** SHORT PROBLEM **
Please locate each line in the data below that contains the word "sign", and copy those lines out.

** DATA SHOWN **
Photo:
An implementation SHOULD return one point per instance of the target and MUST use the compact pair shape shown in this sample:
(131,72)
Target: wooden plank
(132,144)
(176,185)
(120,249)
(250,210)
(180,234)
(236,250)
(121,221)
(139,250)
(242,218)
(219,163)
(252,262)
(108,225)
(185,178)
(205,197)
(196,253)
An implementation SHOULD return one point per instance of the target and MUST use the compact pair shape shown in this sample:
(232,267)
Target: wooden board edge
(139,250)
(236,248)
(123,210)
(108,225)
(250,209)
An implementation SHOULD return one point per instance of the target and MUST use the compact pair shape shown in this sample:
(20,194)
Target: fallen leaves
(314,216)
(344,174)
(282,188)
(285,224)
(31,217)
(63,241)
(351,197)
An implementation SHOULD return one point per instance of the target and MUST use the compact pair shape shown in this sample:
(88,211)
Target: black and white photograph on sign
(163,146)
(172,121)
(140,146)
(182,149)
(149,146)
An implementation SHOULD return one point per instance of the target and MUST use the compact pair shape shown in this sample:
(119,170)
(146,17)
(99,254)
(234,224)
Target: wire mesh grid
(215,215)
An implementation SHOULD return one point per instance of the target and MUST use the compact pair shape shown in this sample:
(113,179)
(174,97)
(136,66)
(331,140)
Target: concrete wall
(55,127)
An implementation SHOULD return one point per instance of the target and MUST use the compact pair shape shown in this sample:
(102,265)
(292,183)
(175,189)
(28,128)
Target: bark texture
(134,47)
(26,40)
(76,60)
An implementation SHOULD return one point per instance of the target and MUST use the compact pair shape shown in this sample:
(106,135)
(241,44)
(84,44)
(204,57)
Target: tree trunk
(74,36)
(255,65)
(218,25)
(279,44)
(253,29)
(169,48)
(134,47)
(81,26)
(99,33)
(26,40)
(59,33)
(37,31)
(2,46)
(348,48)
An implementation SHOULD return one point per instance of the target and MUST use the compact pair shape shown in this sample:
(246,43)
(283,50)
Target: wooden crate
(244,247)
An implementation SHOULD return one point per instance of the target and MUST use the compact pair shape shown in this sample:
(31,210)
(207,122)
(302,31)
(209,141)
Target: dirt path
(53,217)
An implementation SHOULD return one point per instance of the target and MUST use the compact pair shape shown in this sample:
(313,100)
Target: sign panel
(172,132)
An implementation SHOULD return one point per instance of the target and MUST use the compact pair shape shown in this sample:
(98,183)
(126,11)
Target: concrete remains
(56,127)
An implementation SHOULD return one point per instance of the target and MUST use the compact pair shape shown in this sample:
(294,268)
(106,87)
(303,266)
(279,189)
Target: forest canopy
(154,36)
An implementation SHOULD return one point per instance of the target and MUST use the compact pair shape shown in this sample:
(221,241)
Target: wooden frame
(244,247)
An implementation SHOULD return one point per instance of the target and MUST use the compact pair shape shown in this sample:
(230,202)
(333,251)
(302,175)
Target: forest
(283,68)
--
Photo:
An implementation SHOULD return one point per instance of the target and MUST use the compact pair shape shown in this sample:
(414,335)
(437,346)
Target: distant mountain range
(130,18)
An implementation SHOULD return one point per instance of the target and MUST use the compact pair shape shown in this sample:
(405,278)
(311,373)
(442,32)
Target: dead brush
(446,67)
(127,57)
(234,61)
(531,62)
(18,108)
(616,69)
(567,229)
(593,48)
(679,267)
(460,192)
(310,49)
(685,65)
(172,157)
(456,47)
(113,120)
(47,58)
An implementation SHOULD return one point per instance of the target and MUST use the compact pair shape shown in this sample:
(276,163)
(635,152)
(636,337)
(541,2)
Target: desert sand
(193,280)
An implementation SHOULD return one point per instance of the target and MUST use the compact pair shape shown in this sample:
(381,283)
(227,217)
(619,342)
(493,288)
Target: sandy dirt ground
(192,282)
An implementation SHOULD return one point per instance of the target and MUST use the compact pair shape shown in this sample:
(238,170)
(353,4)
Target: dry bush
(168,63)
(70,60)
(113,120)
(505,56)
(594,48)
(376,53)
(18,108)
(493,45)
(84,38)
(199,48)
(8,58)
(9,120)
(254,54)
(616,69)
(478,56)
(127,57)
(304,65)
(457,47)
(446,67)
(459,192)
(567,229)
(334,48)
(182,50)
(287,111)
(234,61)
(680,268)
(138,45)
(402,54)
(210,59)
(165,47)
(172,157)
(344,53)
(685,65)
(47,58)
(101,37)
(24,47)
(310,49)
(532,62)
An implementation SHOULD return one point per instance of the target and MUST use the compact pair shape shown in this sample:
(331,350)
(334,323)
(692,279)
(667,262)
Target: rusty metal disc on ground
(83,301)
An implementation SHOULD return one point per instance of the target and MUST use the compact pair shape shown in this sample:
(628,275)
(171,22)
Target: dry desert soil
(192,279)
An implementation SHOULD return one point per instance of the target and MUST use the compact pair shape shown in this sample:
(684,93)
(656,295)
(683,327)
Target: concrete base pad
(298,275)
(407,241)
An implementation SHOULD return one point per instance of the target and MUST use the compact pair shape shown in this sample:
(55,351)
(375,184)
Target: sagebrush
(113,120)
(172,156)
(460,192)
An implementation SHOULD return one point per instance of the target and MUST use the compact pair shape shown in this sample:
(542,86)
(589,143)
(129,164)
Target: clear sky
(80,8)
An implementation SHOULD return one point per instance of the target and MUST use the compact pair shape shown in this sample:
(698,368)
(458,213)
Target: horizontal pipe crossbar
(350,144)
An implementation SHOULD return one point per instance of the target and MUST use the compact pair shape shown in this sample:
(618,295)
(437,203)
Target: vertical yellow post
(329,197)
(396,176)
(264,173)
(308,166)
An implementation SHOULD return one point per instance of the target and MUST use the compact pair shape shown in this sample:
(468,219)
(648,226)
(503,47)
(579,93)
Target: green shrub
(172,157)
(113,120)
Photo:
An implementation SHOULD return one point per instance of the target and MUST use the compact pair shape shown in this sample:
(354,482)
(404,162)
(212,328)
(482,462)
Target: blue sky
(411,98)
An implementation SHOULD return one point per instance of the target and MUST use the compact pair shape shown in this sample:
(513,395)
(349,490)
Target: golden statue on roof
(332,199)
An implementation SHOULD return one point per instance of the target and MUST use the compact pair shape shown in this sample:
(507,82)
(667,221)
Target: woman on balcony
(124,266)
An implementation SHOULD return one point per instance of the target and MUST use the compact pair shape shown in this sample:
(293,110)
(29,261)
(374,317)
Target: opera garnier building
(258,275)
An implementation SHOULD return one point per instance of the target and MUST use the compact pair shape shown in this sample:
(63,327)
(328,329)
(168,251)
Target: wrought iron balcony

** SOLUTION FOR THIS PROBLEM **
Target: black and white photograph on sign
Target: sign panel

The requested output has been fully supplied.